Return, word for word, only the lines of the data below that lie between the line with "Target: dune grass" and the line with "Each instance of the grass seed", those two lines included.
Top of ENTRIES SHOWN
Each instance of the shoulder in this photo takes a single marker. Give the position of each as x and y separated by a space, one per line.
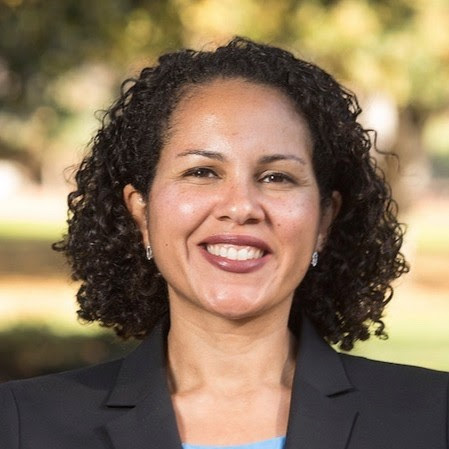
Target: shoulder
409 386
97 378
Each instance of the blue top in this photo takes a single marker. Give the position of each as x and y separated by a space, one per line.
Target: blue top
274 443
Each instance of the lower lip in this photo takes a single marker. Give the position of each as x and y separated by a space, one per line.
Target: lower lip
235 266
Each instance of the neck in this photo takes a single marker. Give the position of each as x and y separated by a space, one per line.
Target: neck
229 356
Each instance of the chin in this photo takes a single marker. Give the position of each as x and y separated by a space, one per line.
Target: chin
235 309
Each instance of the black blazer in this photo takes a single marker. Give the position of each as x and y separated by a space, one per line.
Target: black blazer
338 402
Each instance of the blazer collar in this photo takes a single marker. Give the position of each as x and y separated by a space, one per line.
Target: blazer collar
323 406
322 412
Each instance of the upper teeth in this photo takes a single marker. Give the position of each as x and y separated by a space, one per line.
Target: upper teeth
235 252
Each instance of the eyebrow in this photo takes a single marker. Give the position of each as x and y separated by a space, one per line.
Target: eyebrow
263 160
281 157
209 154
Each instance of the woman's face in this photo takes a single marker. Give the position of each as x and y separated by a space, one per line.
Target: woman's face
234 211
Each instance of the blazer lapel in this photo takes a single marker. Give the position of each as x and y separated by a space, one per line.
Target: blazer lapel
141 391
322 413
324 403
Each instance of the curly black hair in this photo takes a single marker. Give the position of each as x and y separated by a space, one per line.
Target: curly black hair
344 296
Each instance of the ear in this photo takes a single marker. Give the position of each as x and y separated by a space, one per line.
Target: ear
137 208
328 216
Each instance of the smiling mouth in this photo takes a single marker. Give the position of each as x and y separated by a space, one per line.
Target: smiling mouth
235 252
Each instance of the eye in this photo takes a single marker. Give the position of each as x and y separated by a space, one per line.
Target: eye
276 177
200 172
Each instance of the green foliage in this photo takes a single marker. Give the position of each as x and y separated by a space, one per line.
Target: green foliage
27 351
61 60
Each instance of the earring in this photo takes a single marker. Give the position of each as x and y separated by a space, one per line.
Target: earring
149 252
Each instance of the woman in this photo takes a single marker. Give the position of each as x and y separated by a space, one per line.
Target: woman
230 214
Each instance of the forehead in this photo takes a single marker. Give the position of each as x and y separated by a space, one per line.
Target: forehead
237 106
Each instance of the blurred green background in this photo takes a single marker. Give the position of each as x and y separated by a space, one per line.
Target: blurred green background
61 61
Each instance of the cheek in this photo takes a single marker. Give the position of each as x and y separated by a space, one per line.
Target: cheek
174 210
296 218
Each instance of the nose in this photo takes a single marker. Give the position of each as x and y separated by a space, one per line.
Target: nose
240 202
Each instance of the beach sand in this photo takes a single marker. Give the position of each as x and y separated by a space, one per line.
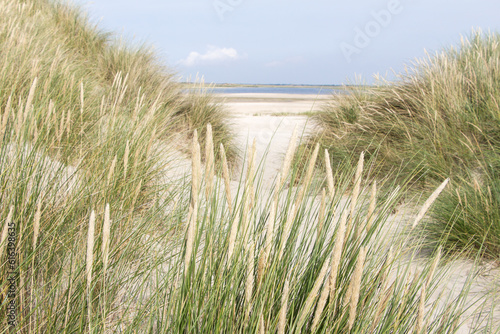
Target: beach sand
269 119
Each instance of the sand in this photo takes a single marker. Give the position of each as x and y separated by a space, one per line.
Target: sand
270 120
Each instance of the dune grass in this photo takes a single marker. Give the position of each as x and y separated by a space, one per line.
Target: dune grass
98 236
442 117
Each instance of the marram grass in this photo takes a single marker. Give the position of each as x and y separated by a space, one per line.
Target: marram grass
441 117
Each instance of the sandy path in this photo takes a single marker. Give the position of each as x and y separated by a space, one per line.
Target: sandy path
270 120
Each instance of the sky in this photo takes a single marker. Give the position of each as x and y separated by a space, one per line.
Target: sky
292 41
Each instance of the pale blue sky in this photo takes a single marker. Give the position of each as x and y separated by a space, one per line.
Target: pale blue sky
293 41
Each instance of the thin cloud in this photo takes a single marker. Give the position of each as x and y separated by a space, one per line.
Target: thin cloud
213 55
291 60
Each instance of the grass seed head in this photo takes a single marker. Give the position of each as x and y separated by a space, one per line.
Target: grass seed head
284 308
429 202
329 176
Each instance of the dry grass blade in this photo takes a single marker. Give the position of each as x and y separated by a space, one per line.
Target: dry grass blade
227 182
5 230
329 176
106 232
356 286
306 308
308 176
337 253
357 187
284 308
288 157
371 207
209 161
429 202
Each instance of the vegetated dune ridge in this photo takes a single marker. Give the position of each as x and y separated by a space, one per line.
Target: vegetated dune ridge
443 118
105 240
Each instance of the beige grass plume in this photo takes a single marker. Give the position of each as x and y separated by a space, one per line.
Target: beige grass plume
31 95
421 310
227 183
193 208
308 176
371 207
111 171
356 286
5 117
321 305
232 238
36 222
209 161
251 166
313 293
106 229
286 230
357 187
284 308
429 202
90 261
321 214
5 230
270 229
250 279
337 253
90 249
288 157
433 267
262 324
125 159
329 176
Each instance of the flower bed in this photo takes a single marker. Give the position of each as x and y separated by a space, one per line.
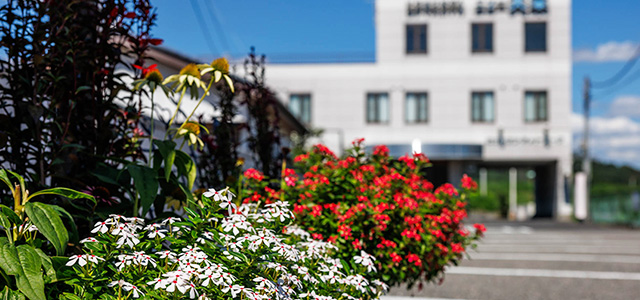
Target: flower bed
378 205
220 252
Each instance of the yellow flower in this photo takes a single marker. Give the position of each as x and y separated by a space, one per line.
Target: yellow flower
220 69
150 77
191 132
189 77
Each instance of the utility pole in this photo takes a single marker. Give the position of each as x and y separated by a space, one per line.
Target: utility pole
586 159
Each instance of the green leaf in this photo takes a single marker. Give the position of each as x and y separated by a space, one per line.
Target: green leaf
20 179
49 224
5 178
187 166
146 183
49 271
13 217
24 263
70 296
6 225
65 192
168 152
8 294
82 88
74 236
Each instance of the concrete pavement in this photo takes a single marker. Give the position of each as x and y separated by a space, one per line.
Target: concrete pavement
543 260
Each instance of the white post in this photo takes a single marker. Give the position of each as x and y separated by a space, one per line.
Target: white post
483 181
513 193
580 196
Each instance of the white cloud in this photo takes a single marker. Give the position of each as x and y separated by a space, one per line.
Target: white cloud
611 139
610 51
628 106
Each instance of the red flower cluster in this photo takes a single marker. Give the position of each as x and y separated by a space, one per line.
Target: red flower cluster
253 174
468 183
382 206
376 204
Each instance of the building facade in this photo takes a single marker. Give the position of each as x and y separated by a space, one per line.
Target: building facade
472 84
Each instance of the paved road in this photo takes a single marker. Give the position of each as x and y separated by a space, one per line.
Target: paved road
544 260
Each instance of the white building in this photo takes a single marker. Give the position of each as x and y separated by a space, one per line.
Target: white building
469 83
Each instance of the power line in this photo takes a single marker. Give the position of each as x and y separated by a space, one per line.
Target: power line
217 25
620 74
630 79
205 31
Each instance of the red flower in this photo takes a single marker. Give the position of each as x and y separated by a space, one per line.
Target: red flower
411 163
468 183
395 257
448 189
412 258
344 231
479 228
457 248
301 157
381 150
357 244
358 142
147 70
316 211
253 174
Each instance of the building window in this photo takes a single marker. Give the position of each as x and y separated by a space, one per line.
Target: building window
535 37
300 107
416 108
482 37
416 39
535 106
482 107
377 108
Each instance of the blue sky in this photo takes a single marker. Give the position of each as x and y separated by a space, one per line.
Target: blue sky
605 34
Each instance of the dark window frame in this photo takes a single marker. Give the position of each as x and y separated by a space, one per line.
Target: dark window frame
482 120
537 118
416 46
301 96
419 121
378 118
546 37
483 25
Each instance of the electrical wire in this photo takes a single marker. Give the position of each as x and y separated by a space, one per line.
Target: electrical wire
613 80
630 79
217 25
205 30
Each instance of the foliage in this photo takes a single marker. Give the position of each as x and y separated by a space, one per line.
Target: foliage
212 256
25 263
260 133
65 111
378 205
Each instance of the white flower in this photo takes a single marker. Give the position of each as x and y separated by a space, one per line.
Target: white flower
79 259
89 240
136 292
170 220
94 259
366 260
101 227
156 232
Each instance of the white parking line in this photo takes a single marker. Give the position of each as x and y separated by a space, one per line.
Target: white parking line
556 257
413 298
543 273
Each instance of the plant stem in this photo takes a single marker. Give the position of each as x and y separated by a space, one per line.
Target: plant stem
152 122
175 113
200 101
136 203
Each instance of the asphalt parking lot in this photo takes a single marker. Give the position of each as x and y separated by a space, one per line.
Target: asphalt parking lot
543 260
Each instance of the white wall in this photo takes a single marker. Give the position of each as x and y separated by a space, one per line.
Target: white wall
449 72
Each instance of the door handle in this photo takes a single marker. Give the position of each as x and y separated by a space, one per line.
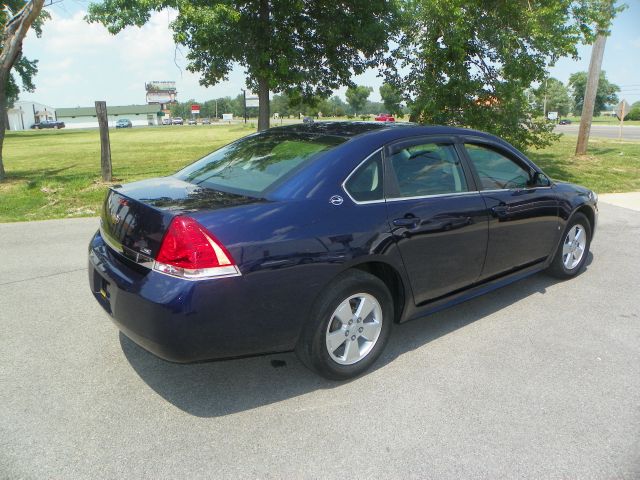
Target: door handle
407 222
500 211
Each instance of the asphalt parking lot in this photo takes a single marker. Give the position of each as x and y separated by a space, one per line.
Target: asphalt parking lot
537 380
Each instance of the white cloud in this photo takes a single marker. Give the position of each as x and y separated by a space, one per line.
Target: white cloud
81 62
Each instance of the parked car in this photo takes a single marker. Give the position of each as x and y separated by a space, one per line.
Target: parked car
124 123
384 117
320 237
48 124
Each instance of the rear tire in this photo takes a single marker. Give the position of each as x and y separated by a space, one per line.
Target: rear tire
349 326
573 249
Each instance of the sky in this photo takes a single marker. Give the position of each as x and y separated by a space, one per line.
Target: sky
80 62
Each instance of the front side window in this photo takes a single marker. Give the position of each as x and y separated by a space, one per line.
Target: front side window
427 169
365 184
496 171
252 164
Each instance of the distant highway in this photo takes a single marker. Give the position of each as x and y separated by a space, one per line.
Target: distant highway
631 132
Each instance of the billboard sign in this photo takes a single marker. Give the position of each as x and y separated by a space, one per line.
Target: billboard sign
160 86
161 97
622 109
252 100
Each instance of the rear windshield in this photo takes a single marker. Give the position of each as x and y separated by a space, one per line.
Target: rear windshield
253 164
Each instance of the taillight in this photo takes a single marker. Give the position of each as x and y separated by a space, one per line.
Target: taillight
189 251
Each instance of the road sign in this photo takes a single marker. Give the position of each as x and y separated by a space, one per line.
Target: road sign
622 109
252 100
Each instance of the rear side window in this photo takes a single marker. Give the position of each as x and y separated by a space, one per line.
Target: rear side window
365 184
251 165
496 171
428 169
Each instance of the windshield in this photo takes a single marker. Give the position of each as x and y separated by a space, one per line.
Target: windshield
251 165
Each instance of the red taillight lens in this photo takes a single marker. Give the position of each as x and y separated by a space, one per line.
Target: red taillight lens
188 250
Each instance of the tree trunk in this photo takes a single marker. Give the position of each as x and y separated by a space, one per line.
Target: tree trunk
105 144
264 113
595 65
13 34
3 126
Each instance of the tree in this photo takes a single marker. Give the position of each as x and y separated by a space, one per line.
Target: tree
16 18
391 98
470 62
556 96
606 94
307 46
357 97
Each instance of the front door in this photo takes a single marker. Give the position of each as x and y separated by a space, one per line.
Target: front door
437 217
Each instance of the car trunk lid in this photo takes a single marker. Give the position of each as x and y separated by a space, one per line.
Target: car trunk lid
136 216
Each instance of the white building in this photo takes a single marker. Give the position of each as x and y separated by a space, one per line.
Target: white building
24 114
85 117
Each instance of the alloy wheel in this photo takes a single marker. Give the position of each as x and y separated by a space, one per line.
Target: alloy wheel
354 329
573 247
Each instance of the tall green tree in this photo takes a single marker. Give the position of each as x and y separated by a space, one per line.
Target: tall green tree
357 97
556 96
605 95
391 98
17 17
469 62
309 46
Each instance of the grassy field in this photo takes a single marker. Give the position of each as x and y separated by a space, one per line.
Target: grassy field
602 120
56 174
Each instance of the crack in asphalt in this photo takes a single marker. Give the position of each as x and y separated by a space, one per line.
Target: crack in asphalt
41 276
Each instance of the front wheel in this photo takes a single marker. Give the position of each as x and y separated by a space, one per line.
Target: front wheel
349 327
573 249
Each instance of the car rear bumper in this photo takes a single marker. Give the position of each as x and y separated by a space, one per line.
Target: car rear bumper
179 320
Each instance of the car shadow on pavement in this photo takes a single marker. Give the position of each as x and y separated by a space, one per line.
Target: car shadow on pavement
224 387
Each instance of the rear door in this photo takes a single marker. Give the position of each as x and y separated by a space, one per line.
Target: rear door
522 207
437 217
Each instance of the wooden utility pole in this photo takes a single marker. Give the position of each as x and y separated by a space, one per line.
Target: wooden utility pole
595 65
105 144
Bottom of ENTRIES SHOWN
RESULT –
Target: dune grass
98 236
442 117
Each instance of the marram grass in this photo takes a single marker. Give the position of each as x and y separated by a space, one per line.
Target: marram grass
441 117
Each instance of the sandy path in this photo takes a single marker. Give the position of each as x and y separated by a space, one per line.
Target: sandy path
270 120
Each instance of the sky in this photo takes a single marker. Give the position of each as x and y separated by a space, one per line.
Target: sky
292 41
Each instance of the pale blue sky in this photo takes a single marker. Give the position of each as x and y separated by a space, one per line.
Target: pale blue sky
293 41
Each instance of the thin cloud in this photo takes a single marker. Give the position of each as x and y separated by a space, one per line.
Target: thin cloud
213 55
291 60
Each instance of the grass seed head in this photo takes a single marker. Give the position of each as x and y separated by a space, one per line.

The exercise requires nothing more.